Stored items
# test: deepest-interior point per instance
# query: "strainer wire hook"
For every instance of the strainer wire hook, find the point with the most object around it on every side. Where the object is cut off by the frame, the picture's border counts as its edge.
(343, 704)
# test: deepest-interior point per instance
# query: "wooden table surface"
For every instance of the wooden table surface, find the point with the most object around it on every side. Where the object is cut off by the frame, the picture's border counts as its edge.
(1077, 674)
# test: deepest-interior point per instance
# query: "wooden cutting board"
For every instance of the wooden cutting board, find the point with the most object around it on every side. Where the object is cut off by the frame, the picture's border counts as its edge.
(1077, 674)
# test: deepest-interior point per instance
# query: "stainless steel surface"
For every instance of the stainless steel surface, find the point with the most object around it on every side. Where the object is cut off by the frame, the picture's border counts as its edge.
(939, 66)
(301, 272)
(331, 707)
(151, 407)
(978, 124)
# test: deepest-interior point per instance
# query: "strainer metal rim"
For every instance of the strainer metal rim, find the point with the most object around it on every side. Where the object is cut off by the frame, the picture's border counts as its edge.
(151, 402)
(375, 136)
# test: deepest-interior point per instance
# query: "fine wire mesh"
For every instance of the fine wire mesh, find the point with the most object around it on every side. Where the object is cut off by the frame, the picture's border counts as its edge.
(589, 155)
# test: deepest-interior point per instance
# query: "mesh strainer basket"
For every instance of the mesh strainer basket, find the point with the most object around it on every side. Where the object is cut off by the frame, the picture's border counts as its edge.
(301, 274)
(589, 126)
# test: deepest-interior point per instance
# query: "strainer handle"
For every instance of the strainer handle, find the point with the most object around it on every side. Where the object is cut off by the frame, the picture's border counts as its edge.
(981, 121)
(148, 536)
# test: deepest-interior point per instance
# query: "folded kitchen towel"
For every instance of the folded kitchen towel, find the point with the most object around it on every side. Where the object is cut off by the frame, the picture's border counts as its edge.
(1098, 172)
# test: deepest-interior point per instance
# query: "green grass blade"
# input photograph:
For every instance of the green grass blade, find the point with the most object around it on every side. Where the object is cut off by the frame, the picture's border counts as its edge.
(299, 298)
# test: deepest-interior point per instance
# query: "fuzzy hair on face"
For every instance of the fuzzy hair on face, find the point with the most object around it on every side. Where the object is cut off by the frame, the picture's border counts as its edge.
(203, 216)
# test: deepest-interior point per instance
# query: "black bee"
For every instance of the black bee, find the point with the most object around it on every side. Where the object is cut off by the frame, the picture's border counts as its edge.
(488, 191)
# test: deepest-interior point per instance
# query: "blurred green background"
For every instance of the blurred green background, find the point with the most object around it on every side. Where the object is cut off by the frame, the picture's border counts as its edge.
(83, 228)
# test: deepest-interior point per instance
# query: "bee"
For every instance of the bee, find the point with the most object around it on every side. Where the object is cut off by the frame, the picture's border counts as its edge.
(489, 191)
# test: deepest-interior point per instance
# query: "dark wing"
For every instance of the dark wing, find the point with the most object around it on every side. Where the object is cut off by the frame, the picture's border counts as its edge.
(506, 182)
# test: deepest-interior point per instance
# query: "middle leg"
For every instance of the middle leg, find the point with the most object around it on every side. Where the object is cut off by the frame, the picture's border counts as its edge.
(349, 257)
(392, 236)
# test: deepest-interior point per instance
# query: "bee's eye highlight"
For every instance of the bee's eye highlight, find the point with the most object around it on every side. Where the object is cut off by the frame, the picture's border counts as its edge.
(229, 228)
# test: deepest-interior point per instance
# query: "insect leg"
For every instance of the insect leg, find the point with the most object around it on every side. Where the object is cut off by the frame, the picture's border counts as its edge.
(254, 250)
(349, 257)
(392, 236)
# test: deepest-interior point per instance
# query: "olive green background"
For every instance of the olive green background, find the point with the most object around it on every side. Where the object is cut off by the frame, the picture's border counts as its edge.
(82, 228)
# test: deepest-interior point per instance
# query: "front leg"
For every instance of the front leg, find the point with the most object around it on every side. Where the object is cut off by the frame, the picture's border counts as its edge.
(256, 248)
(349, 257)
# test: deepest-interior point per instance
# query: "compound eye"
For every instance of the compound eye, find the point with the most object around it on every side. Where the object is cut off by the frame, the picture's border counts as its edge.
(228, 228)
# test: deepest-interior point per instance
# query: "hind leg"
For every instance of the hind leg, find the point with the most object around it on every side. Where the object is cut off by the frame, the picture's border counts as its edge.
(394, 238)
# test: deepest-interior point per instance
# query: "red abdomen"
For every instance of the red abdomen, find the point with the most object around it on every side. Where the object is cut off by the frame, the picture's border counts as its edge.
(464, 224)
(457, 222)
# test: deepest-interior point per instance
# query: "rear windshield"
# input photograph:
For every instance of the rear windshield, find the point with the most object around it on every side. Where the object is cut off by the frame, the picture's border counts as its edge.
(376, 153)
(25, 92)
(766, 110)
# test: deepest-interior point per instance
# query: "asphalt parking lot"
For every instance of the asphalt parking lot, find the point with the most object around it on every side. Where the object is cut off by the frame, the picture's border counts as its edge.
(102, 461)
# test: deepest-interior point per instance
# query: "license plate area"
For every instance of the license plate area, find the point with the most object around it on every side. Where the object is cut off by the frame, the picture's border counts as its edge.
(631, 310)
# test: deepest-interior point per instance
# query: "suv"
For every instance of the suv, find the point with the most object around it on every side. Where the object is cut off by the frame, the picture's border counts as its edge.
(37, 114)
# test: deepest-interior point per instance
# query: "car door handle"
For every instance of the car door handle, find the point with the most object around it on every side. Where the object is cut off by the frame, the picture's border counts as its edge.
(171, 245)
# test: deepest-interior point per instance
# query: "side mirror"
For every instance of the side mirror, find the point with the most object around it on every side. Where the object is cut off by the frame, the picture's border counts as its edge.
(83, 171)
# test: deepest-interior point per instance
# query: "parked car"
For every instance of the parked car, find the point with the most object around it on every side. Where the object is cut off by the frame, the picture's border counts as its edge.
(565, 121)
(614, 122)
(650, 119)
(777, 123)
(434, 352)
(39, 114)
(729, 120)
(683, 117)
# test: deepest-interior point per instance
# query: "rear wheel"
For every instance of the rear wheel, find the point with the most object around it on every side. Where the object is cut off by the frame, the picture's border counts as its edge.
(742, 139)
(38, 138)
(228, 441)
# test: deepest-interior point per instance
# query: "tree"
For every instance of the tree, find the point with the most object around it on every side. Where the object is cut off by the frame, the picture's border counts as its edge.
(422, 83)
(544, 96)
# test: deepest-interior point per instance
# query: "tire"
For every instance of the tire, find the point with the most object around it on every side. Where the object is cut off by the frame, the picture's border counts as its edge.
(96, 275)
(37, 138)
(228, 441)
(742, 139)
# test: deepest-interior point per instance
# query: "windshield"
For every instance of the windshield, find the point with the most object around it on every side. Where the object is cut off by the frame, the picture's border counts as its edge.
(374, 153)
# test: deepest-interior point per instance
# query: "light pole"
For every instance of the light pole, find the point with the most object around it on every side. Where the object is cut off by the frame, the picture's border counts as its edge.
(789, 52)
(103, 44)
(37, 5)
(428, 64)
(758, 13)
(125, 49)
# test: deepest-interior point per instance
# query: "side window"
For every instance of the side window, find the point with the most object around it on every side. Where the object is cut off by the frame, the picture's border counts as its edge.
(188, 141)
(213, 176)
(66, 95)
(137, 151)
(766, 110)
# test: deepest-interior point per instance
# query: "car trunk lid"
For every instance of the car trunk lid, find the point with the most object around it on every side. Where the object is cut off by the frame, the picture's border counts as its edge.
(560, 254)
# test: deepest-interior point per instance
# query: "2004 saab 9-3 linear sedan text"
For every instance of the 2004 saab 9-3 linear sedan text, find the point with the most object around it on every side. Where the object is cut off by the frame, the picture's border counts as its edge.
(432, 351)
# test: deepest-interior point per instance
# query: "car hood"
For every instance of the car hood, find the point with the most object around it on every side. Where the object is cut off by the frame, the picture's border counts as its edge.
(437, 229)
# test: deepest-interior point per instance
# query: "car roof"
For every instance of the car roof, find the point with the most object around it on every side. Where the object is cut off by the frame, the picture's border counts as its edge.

STATED GOAL
Count the lines in the listing above that contain the word "mirror" and give only that number.

TASK ANSWER
2